| Prompt |
Return the listing below word for word.

======== Entries shown

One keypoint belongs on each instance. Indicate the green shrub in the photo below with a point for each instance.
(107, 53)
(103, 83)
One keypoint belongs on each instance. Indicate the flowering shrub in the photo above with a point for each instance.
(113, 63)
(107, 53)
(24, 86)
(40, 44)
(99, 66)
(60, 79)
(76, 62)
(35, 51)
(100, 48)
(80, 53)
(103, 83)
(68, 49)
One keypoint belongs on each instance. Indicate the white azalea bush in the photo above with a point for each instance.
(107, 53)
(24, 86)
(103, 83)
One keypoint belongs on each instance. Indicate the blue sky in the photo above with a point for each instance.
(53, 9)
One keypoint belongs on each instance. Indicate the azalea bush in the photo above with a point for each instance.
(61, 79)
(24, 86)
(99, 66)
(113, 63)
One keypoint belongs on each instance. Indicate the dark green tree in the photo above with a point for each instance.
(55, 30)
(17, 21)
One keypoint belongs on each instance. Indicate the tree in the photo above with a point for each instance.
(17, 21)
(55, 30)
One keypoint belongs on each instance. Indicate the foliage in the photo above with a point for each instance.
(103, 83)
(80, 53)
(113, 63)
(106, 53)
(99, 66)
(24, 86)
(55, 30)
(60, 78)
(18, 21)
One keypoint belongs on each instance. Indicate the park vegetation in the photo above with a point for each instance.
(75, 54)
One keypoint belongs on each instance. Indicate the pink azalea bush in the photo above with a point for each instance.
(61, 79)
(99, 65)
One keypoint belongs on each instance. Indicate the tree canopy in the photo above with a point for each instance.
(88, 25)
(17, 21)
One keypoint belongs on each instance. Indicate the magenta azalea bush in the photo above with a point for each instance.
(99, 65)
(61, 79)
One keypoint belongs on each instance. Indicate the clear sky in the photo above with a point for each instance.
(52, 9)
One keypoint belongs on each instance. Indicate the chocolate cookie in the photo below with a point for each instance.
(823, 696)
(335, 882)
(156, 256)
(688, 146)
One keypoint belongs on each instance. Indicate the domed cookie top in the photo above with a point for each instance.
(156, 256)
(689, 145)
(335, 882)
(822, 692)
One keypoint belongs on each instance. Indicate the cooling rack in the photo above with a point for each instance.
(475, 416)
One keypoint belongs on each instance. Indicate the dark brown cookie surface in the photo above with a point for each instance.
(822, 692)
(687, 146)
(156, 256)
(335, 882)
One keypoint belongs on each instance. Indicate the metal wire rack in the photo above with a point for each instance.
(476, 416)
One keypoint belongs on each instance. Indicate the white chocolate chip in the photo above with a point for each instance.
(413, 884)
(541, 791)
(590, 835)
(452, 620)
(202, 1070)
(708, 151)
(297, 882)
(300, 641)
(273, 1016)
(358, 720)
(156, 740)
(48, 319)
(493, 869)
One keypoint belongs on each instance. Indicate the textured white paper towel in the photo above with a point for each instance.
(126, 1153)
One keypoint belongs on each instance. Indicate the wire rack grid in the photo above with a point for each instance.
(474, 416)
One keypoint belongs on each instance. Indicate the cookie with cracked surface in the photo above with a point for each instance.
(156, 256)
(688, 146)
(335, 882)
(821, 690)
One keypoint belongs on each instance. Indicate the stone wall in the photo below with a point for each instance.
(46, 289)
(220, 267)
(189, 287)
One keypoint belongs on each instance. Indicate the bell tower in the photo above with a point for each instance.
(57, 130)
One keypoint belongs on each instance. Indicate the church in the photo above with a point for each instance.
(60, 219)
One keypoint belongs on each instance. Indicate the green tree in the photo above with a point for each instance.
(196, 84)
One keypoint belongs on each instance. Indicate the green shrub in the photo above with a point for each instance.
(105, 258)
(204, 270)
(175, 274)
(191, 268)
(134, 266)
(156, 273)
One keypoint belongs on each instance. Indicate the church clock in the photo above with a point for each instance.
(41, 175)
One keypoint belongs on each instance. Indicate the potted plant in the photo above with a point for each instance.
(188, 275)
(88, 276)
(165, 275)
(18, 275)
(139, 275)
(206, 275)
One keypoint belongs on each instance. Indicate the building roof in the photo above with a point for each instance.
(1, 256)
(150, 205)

================

| Task output |
One keypoint belongs on each instance. Indicate the green shrub in the photo below with a point for each instance.
(107, 53)
(103, 83)
One keypoint belongs on each instance. Indicate the flowering shrub in the photo above with a point for each instance.
(113, 63)
(107, 53)
(24, 86)
(40, 44)
(99, 66)
(60, 79)
(76, 62)
(35, 51)
(100, 48)
(80, 53)
(103, 83)
(68, 49)
One keypoint belongs on each instance. Indicate the white azalea bush in the photo above with a point for each instance.
(107, 53)
(24, 86)
(103, 83)
One keypoint belongs on each instance. Indicate the blue sky in the photo above with a point for each instance.
(53, 9)
One keypoint belongs on each instance. Indicate the azalea bush in the photo above with a point for each instance.
(61, 79)
(24, 86)
(99, 66)
(113, 63)
One keypoint belongs on each instance. Indicate the dark green tree in the photo above with a point for each instance.
(55, 30)
(17, 21)
One keypoint belongs on each instance. Indicate the tree in the photo above with a point for each instance.
(17, 21)
(55, 30)
One keypoint belongs on each instance. Indicate the foliage in the photo above with a point for each instance.
(103, 83)
(80, 53)
(113, 63)
(106, 53)
(99, 66)
(24, 86)
(55, 30)
(60, 78)
(18, 21)
One keypoint belongs on each instance. Indicate the park vegetation in the photo above with a point for each instance.
(75, 54)
One keypoint belongs on each instance. Indicate the pink azalea bush in the photo above with a point for each instance.
(61, 79)
(99, 65)
One keypoint belongs on each instance. Indicate the tree canopy in the photo above with a point for each instance.
(88, 25)
(17, 21)
One keypoint belongs on each instance. Indicate the magenta azalea bush in the photo above with a point for each instance.
(99, 65)
(61, 79)
One keypoint belongs on each instance. Indicate the clear sky in the photo above with a point for each instance.
(52, 9)
One keypoint belongs on each instance. Indicate the chocolate cookie in the photo below with a point for each instance.
(823, 696)
(335, 882)
(156, 256)
(688, 146)
One keypoint belongs on each instance. Indicate the domed cookie top in the photo above with a point for each instance.
(156, 256)
(689, 145)
(335, 882)
(822, 692)
One keypoint belongs on each instance. Indicate the cooling rack in the photo above with a point for each instance.
(475, 416)
One keypoint belongs on each instance. Indicate the dark brown cookie surface in the photo above with a point for each instance.
(822, 692)
(687, 146)
(156, 256)
(335, 882)
One keypoint belongs on each instance. Indicate the metal wire rack in the photo above with a point for each instance.
(476, 416)
One keypoint belongs on each instance. Indicate the white chocolate chip in the photo above with a point for each instance.
(413, 884)
(541, 791)
(590, 835)
(452, 620)
(202, 1070)
(708, 151)
(297, 882)
(300, 641)
(273, 1016)
(358, 720)
(156, 740)
(48, 319)
(493, 869)
One keypoint belongs on each instance. Indicate the textured white paper towel in the photo above with a point for each instance.
(126, 1153)
One keypoint belongs on each instance. Indicate the wire rack grid in the photo above with a point for each instance.
(474, 416)
One keypoint belongs on each instance. Indicate the cookie with cracked surface in the photo above with a point for each instance.
(156, 256)
(688, 146)
(335, 882)
(821, 690)
One keypoint belongs on each instance. Indicate the stone wall in the photo below with a point for each instance.
(46, 289)
(220, 267)
(189, 287)
One keypoint belongs on each instance. Indicate the bell tower in the photo above with a point for each instance.
(57, 130)
One keypoint belongs on each instance. Indicate the church in the photo above with a point for each instance.
(60, 219)
One keypoint belongs on each instance. Indicate the green tree in the photo above with a point for each instance.
(196, 84)
One keypoint belongs on each instance. Indicate the green shrub in the photo above with a point for each instance.
(105, 258)
(204, 270)
(175, 274)
(191, 268)
(134, 266)
(156, 273)
One keypoint belongs on each instance. Indicate the church clock in the photo above with a point for each instance.
(41, 175)
One keypoint belongs on each instance. Indicate the potted plant in the photo above with a point for each instance.
(188, 275)
(88, 276)
(165, 275)
(18, 275)
(139, 275)
(206, 275)
One keypoint belongs on each instance. Indicate the building roof in the photo above with a point for each instance.
(1, 256)
(150, 205)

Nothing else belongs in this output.